→ **Te verrichten werk**
Haal uit de onderstaande regels elke regel die de tekenreeks "windshield" bevat en neem deze ongewijzigd over.

→ **De gegevens**
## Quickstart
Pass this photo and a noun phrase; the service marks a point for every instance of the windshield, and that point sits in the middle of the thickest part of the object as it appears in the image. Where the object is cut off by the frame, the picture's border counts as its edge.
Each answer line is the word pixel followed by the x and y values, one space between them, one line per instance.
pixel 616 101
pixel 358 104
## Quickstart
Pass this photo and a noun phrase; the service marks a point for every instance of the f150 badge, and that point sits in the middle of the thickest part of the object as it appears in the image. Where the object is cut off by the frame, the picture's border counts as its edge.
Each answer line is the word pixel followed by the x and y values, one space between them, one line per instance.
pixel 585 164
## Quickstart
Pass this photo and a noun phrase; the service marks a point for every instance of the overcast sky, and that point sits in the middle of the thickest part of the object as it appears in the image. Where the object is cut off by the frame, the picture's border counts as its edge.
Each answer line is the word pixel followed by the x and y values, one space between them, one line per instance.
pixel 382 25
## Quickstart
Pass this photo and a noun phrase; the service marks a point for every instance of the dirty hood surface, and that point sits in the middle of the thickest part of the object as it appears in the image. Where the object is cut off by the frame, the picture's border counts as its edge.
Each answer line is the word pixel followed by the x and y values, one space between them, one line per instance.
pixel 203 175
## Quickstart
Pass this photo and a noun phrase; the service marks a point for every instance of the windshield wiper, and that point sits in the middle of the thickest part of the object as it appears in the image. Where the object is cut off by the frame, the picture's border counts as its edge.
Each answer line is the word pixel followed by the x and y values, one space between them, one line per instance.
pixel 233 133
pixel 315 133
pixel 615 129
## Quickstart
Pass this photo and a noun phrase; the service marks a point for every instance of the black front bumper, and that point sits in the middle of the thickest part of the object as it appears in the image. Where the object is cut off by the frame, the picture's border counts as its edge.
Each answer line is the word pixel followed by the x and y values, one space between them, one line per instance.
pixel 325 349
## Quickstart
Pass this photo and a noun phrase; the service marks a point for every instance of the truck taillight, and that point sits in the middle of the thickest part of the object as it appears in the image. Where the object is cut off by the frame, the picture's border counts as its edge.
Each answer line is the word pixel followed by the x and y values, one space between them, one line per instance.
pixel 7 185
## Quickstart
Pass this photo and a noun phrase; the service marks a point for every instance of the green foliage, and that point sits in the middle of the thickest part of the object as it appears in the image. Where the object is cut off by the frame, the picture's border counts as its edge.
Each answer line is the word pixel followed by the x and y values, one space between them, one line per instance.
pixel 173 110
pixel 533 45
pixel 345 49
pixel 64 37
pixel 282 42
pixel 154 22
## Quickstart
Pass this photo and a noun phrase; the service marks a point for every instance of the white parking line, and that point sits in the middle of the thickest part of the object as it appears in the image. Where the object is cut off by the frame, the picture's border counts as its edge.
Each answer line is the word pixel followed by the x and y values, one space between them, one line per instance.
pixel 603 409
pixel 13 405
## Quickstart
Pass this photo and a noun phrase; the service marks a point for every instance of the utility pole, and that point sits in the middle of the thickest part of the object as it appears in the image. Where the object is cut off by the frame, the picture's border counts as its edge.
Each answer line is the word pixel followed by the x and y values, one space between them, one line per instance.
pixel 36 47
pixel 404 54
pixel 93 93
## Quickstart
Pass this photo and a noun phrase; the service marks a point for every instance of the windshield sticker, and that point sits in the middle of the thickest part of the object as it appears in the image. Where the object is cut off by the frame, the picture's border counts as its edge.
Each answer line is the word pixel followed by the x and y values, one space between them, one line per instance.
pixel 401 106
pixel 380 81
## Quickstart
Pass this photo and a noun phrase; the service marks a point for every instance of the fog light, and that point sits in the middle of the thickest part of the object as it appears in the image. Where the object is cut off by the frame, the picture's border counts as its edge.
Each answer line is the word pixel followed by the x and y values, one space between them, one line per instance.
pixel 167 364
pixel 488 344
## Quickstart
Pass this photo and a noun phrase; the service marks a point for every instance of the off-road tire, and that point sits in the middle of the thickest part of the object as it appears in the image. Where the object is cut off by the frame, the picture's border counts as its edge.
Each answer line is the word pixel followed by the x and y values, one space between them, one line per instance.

→ **Oefenresultaat**
Pass this photo and a noun phrase; the service marks a point for every instance of the windshield, and that point sits in the middle of the thickest part of the object as it appears in the image. Where the object is cut off by the frame, the picture's border counts as its edge.
Pass this photo and a noun phrase; the service marks a point for every instance of the windshield wiper, and that point sits in the middle of the thickest part of the object as it appears in the image. Where the object is cut off by the frame, the picture's border counts as its edge.
Pass this photo and a noun phrase; the service marks a point for every instance of the windshield sticker, and that point sits in the middle of the thickest part of the object as it appears in the image. Where the object is cut off by the frame, the picture's border counts as its edge.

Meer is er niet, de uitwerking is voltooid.